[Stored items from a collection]
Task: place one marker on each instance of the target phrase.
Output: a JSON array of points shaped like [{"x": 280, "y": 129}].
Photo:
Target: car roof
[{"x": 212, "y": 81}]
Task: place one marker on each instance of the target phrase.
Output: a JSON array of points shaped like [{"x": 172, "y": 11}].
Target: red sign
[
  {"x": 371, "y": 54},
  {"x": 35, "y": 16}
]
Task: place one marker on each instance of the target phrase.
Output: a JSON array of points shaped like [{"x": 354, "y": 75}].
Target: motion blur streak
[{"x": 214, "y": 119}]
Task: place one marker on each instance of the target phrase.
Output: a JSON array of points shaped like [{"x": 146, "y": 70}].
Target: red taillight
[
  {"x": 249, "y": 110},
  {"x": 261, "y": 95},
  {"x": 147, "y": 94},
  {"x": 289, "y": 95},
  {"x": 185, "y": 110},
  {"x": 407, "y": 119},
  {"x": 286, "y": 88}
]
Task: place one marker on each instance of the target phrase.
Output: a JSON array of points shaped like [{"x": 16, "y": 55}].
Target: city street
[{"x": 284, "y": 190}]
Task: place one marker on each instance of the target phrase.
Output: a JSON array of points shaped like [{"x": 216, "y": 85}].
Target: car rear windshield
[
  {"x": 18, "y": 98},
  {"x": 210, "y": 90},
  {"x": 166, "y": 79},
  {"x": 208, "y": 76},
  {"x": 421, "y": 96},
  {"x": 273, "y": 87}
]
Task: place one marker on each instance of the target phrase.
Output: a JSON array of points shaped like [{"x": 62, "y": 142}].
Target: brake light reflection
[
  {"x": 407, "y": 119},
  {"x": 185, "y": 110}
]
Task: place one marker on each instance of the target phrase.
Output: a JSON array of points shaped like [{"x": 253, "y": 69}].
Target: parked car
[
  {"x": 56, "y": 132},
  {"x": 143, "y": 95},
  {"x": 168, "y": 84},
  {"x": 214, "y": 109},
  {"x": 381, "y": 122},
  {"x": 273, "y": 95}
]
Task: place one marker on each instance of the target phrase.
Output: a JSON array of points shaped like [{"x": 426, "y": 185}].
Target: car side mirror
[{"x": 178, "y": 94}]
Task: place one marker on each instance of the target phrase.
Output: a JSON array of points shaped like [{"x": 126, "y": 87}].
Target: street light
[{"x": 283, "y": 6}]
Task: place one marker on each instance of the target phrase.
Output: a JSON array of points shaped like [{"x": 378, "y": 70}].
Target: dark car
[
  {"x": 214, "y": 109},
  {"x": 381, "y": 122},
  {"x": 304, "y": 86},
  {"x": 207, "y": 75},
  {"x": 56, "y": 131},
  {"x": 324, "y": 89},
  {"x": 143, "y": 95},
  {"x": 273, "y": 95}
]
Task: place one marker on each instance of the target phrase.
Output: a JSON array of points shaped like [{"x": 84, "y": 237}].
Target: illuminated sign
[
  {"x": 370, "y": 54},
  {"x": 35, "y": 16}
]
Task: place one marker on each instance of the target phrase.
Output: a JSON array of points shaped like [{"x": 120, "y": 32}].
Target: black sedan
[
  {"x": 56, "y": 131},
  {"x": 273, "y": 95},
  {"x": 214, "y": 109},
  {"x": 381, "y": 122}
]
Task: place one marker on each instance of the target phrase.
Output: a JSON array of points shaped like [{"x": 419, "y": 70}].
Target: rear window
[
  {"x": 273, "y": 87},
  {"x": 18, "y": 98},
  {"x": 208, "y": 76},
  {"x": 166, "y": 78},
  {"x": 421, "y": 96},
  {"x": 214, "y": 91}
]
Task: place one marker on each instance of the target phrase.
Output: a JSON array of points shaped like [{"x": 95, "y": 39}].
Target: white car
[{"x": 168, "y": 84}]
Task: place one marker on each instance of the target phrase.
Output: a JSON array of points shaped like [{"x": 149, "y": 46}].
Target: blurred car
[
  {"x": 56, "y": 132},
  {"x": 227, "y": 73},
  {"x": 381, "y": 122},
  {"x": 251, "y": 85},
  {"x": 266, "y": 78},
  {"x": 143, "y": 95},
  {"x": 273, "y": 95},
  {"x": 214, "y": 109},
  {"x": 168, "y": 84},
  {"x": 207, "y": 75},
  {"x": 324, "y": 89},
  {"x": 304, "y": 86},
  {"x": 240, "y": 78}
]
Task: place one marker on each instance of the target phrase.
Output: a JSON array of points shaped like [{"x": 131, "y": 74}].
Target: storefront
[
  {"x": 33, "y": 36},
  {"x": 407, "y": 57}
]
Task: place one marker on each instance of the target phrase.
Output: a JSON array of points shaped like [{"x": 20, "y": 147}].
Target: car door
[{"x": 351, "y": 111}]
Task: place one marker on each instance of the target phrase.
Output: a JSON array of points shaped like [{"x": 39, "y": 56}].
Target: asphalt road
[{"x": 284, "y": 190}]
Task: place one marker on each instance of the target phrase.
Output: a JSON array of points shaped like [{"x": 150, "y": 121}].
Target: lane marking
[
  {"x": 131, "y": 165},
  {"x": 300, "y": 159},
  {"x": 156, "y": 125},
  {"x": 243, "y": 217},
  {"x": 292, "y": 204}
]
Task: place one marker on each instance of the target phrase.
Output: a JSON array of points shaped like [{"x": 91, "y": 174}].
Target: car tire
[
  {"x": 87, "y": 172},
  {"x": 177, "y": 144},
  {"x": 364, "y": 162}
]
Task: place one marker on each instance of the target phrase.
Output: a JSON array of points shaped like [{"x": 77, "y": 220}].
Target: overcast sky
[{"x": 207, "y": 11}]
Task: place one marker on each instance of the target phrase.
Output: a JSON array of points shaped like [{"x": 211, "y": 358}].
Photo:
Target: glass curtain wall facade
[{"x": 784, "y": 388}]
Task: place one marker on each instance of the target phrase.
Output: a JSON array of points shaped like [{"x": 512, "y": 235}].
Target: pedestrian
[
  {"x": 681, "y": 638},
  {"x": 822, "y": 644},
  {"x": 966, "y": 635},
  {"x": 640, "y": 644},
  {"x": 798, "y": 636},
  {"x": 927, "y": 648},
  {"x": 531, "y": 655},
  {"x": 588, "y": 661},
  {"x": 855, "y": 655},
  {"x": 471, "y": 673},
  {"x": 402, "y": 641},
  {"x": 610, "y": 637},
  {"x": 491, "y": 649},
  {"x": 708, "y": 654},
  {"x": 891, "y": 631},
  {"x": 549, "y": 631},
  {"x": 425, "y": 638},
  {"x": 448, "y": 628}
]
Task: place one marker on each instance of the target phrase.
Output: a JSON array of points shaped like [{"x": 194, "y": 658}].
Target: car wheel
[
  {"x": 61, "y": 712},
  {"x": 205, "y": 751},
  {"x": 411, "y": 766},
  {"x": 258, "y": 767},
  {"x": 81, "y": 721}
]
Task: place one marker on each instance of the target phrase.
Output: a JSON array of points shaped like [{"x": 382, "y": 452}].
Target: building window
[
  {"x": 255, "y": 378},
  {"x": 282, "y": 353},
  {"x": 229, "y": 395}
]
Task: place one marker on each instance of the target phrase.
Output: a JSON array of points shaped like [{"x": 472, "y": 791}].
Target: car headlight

What you should do: Here the goal is to repeat each entry exactly.

Your solution:
Task: place one marker on each instance of the target phrase.
Output: a JSON array of points shaped like [{"x": 280, "y": 129}].
Photo:
Target: car roof
[{"x": 212, "y": 81}]
Task: place one marker on each instance of the target phrase.
Output: a JSON array of points shaped like [{"x": 172, "y": 11}].
Target: red sign
[
  {"x": 371, "y": 54},
  {"x": 35, "y": 16}
]
Task: place one marker on each instance of the target phrase.
Output: a JSON array of points shaped like [{"x": 354, "y": 75}].
Target: motion blur streak
[{"x": 214, "y": 119}]
Task: place one marker on each instance of the target phrase.
Output: a JSON array of points shaped like [{"x": 146, "y": 70}].
Target: red taillight
[
  {"x": 249, "y": 110},
  {"x": 261, "y": 95},
  {"x": 147, "y": 94},
  {"x": 289, "y": 95},
  {"x": 185, "y": 110},
  {"x": 407, "y": 119},
  {"x": 286, "y": 88}
]
Task: place one marker on each instance of the target phrase.
Output: a JSON array of points shaped like [{"x": 16, "y": 55}].
Target: city street
[{"x": 284, "y": 190}]
Task: place one marker on each instance of the target phrase.
Output: a JSON array of points shaped like [{"x": 216, "y": 85}].
Target: car rear windshield
[
  {"x": 18, "y": 98},
  {"x": 210, "y": 90},
  {"x": 166, "y": 79},
  {"x": 208, "y": 76},
  {"x": 421, "y": 96},
  {"x": 273, "y": 87}
]
Task: place one marker on each instance of the target phrase.
Output: a JSON array of points shaped like [{"x": 62, "y": 142}].
Target: brake light reflection
[
  {"x": 407, "y": 119},
  {"x": 185, "y": 110}
]
Task: place one marker on each instance of the target phrase.
Output: a JSON array of points shaped like [{"x": 253, "y": 69}].
Target: parked car
[
  {"x": 56, "y": 132},
  {"x": 143, "y": 95},
  {"x": 168, "y": 84},
  {"x": 214, "y": 109},
  {"x": 381, "y": 122},
  {"x": 273, "y": 95}
]
Task: place one marker on each instance of the target phrase.
Output: a JSON array of points shaped like [{"x": 426, "y": 185}].
Target: car side mirror
[{"x": 178, "y": 94}]
Task: place one marker on each instance of the target phrase.
Output: a JSON array of points shaped like [{"x": 126, "y": 87}].
Target: street light
[{"x": 283, "y": 6}]
Task: place one marker on each instance of the target phrase.
Output: a JSON array of points shaped like [{"x": 378, "y": 70}].
Target: dark car
[
  {"x": 214, "y": 109},
  {"x": 381, "y": 122},
  {"x": 304, "y": 86},
  {"x": 207, "y": 75},
  {"x": 56, "y": 131},
  {"x": 324, "y": 89},
  {"x": 143, "y": 95},
  {"x": 273, "y": 95}
]
Task: place one marker on each instance of the target phrase.
Output: a JSON array of points shaped like [{"x": 84, "y": 237}].
Target: illuminated sign
[
  {"x": 370, "y": 54},
  {"x": 35, "y": 16}
]
Task: place one marker on each instance of the target phrase.
Output: a JSON array of points shaped like [{"x": 120, "y": 32}].
Target: black sedan
[
  {"x": 56, "y": 131},
  {"x": 273, "y": 95},
  {"x": 214, "y": 109},
  {"x": 381, "y": 122}
]
Task: place one marker on each instance of the target phrase.
Output: a JSON array of points shaped like [{"x": 419, "y": 70}].
Target: rear window
[
  {"x": 273, "y": 87},
  {"x": 18, "y": 98},
  {"x": 208, "y": 76},
  {"x": 166, "y": 78},
  {"x": 421, "y": 96},
  {"x": 214, "y": 91}
]
Task: place one marker on each instance of the target phrase.
Output: a JSON array of points shaped like [{"x": 95, "y": 39}].
Target: white car
[{"x": 168, "y": 84}]
Task: place one marker on each instance of the target phrase.
Output: a JSON array of points shaped like [{"x": 149, "y": 46}].
Target: blurred car
[
  {"x": 56, "y": 132},
  {"x": 227, "y": 73},
  {"x": 381, "y": 122},
  {"x": 251, "y": 85},
  {"x": 266, "y": 78},
  {"x": 143, "y": 95},
  {"x": 273, "y": 95},
  {"x": 214, "y": 109},
  {"x": 168, "y": 84},
  {"x": 207, "y": 75},
  {"x": 324, "y": 89},
  {"x": 304, "y": 86},
  {"x": 240, "y": 78}
]
Task: place one marker on each instance of the target phrase.
Output: a JSON array of points shaped like [{"x": 131, "y": 74}].
Target: storefront
[
  {"x": 33, "y": 36},
  {"x": 407, "y": 57}
]
Task: place one marker on each instance of the target phrase.
Output: a JSON array of points shaped like [{"x": 20, "y": 147}].
Target: car door
[{"x": 351, "y": 111}]
Task: place one marker on each instance of the target phrase.
Output: a JSON array of points shaped like [{"x": 39, "y": 56}].
Target: asphalt road
[{"x": 284, "y": 190}]
Task: place one marker on each instance of the target phrase.
Output: a JSON array of points shaped like [{"x": 150, "y": 121}].
Target: lane marking
[
  {"x": 131, "y": 165},
  {"x": 300, "y": 159},
  {"x": 156, "y": 125},
  {"x": 243, "y": 217},
  {"x": 292, "y": 204}
]
Task: place one marker on each instance of the target phrase.
Output: a JSON array of points shaped like [{"x": 91, "y": 174}].
Target: car tire
[
  {"x": 87, "y": 172},
  {"x": 177, "y": 144},
  {"x": 364, "y": 162}
]
Task: place one marker on each instance of the target phrase.
Output: a JSON array of points shaped like [{"x": 77, "y": 220}].
Target: overcast sky
[{"x": 207, "y": 11}]
Task: place one marker on each instance of the target phrase.
Output: a JSON array of points shaped like [{"x": 211, "y": 358}].
Photo:
Target: glass curtain wall facade
[{"x": 784, "y": 388}]
Task: place one marker on each instance of the target phrase.
Output: a JSON array of points shaped like [{"x": 512, "y": 235}].
Target: pedestrian
[
  {"x": 681, "y": 638},
  {"x": 822, "y": 644},
  {"x": 966, "y": 635},
  {"x": 640, "y": 644},
  {"x": 798, "y": 636},
  {"x": 927, "y": 648},
  {"x": 531, "y": 655},
  {"x": 588, "y": 661},
  {"x": 855, "y": 655},
  {"x": 471, "y": 673},
  {"x": 402, "y": 641},
  {"x": 610, "y": 637},
  {"x": 491, "y": 649},
  {"x": 708, "y": 654},
  {"x": 891, "y": 631},
  {"x": 549, "y": 631},
  {"x": 425, "y": 638},
  {"x": 448, "y": 628}
]
Task: place one marker on each instance of the target phrase.
Output: a JSON array of points shaped like [{"x": 194, "y": 658}].
Target: car wheel
[
  {"x": 61, "y": 712},
  {"x": 205, "y": 751},
  {"x": 411, "y": 766},
  {"x": 258, "y": 767},
  {"x": 81, "y": 721}
]
Task: place one marker on each instance of the target phrase.
Output: a JSON array of points shaped like [{"x": 382, "y": 452}].
Target: building window
[
  {"x": 255, "y": 378},
  {"x": 282, "y": 353},
  {"x": 229, "y": 395}
]
Task: place one marker on each instance of the target phrase.
Output: a JSON array of points shaped like [{"x": 472, "y": 791}].
Target: car headlight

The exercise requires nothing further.